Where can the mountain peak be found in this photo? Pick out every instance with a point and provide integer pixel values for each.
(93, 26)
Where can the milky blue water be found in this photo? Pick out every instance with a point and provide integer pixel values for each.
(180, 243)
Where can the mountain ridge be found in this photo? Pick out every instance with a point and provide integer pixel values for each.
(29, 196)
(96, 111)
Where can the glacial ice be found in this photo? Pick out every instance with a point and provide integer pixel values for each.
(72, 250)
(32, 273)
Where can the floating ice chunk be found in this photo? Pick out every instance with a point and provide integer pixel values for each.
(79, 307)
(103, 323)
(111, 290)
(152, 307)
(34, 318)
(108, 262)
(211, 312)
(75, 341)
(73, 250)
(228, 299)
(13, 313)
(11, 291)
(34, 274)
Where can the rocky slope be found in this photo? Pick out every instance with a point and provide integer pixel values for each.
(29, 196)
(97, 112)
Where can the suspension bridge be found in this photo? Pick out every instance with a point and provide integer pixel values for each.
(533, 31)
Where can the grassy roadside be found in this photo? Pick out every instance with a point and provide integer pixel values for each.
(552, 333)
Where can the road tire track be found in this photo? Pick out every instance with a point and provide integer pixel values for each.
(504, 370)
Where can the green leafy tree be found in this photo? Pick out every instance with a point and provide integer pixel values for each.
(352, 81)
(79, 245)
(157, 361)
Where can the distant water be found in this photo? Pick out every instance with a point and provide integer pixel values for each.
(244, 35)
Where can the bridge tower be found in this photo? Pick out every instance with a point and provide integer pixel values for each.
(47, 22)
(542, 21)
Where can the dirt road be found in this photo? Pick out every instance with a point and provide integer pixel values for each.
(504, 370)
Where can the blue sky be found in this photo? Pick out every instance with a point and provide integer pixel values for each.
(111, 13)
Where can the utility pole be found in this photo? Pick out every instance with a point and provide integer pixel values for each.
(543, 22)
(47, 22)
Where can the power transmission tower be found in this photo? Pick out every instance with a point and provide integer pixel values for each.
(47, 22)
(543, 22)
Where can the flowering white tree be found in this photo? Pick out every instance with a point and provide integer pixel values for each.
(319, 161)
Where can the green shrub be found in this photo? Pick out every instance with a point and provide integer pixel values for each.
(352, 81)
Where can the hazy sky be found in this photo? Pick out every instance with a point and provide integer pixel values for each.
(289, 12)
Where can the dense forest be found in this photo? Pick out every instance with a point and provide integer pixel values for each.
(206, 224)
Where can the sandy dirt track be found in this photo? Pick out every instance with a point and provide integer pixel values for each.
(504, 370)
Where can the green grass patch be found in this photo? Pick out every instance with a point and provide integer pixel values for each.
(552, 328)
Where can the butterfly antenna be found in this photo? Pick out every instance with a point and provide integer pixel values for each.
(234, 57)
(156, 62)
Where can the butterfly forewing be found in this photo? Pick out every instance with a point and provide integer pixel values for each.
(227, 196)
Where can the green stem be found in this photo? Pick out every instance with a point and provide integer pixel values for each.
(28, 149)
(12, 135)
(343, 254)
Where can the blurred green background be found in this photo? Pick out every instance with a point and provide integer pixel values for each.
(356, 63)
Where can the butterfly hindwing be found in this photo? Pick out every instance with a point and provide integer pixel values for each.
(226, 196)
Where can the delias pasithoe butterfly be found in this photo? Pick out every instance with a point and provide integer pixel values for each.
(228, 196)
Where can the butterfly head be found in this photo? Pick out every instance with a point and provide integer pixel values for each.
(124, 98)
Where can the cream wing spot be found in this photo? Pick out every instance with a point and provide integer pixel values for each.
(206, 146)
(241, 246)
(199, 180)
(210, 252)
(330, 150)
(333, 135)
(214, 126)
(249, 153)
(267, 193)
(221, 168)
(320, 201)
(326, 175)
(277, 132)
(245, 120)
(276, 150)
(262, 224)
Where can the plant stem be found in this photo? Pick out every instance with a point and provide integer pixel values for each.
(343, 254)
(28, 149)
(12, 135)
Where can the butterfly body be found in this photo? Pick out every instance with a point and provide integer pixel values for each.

──────────────────────────────

Print all of the entries exactly as they are written.

## [Solution to this task]
Where can the mountain peak be found in this photo? Pick out every instance with a point and provide integer pixel values for each.
(93, 26)
Where can the milky blue water be found in this photo? Pick out every instance with a point and provide integer pixel values for each.
(180, 243)
Where can the mountain ridge be found in this photo? Pick out every instance with a point and provide integer pixel values for each.
(29, 196)
(96, 111)
Where can the glacial ice be found in this photo? Pick out every instance with a point and provide integer pixel values for each.
(72, 250)
(32, 273)
Where can the floating ice chunk be found in this photo? Pick out every instance with a point and provide integer pixel values for each.
(79, 307)
(103, 323)
(111, 290)
(152, 307)
(34, 318)
(108, 262)
(211, 312)
(75, 341)
(73, 250)
(228, 299)
(13, 313)
(11, 291)
(34, 274)
Where can the rocky slope be found in this photo? Pick out every instance with a point and provide integer pixel values for each.
(29, 196)
(97, 112)
Where can the suspension bridge be found in this photo? Pick out every instance with a point and provide integer pixel values for each.
(533, 31)
Where can the grassy roadside be found in this photo? Pick out every instance with a point and provide integer pixel values for each.
(552, 333)
Where can the road tire track be found in this photo? Pick out every instance with a point and provide integer pixel values for each.
(504, 370)
Where can the green leafy tree be found in this photo? Pick out every instance with a point and provide integer pixel values for each.
(352, 81)
(79, 245)
(157, 361)
Where can the distant water be found in this photo? Pick out every instance with a point and provide integer pixel values for each.
(244, 35)
Where can the bridge tower be found in this photo? Pick out every instance with a point and provide integer pixel values for each.
(47, 22)
(542, 21)
Where can the dirt road be found in this photo? Pick out every instance with a point and provide integer pixel values for each.
(504, 370)
Where can the blue sky be found in this photo? Pick out every instance with a point and provide integer pixel values for each.
(111, 13)
Where can the utility pole be found in this photo? Pick out every instance with a point and provide integer pixel values for each.
(543, 22)
(47, 22)
Where can the power transmission tower be found in this photo? Pick out every instance with a point and provide integer pixel values for each.
(47, 22)
(543, 22)
Where can the flowering white tree be found in this photo? Pick out every instance with a point and provide integer pixel values for each.
(319, 161)
Where can the green shrub be found in this photo? Pick out every instance with a point and provide integer pixel values for each.
(352, 81)
Where can the hazy sky be found in this photo? Pick out every instance with a point and provide integer pixel values for each.
(289, 12)
Where can the dense forest be found in this photo? Pick out every instance with a point and provide integer pixel values for each.
(206, 224)
Where can the sandy dirt track be found in this photo? Pick out every instance with a point and provide integer pixel values for each.
(504, 370)
Where can the green grass patch be found in this photo? Pick out every instance with a point and provide integer pixel values for each.
(552, 328)
Where can the butterfly antenna be found in this photo? Pick out every instance with a point and provide integer pixel values for each.
(234, 57)
(156, 62)
Where can the butterfly forewing be found in this photo? Pick out every instance with a point and provide integer pixel values for each.
(227, 196)
Where can the green stem be found in this photo? Pick out every instance with a point and provide integer pixel values for each.
(28, 149)
(12, 135)
(343, 254)
Where can the blurred green background be found in this photo? Pick out every instance with a point and provide integer pixel values for each.
(356, 63)
Where can the butterfly hindwing be found in this photo? Pick out every instance with a point and provide integer pixel values for each.
(226, 196)
Where can the delias pasithoe butterfly be found in this photo? Pick out every instance with a point and provide integer pixel values for each.
(228, 196)
Where can the butterfly head be found in this photo? Pick out every instance with a point and provide integer pixel values for each.
(124, 98)
Where can the cream wing spot be found in this photo? Pick out every instance with a point and provide integer pixel values for each.
(206, 146)
(241, 246)
(199, 180)
(210, 252)
(330, 150)
(333, 135)
(214, 126)
(249, 153)
(267, 193)
(221, 168)
(320, 201)
(326, 175)
(277, 132)
(245, 120)
(276, 150)
(262, 224)
Where can the plant stem be found in this photo? Pick out every instance with a point and provide integer pixel values for each.
(343, 254)
(28, 149)
(12, 135)
Where can the butterfly body be found in this photo? Pick out every instance with a point and provide integer pixel values for each.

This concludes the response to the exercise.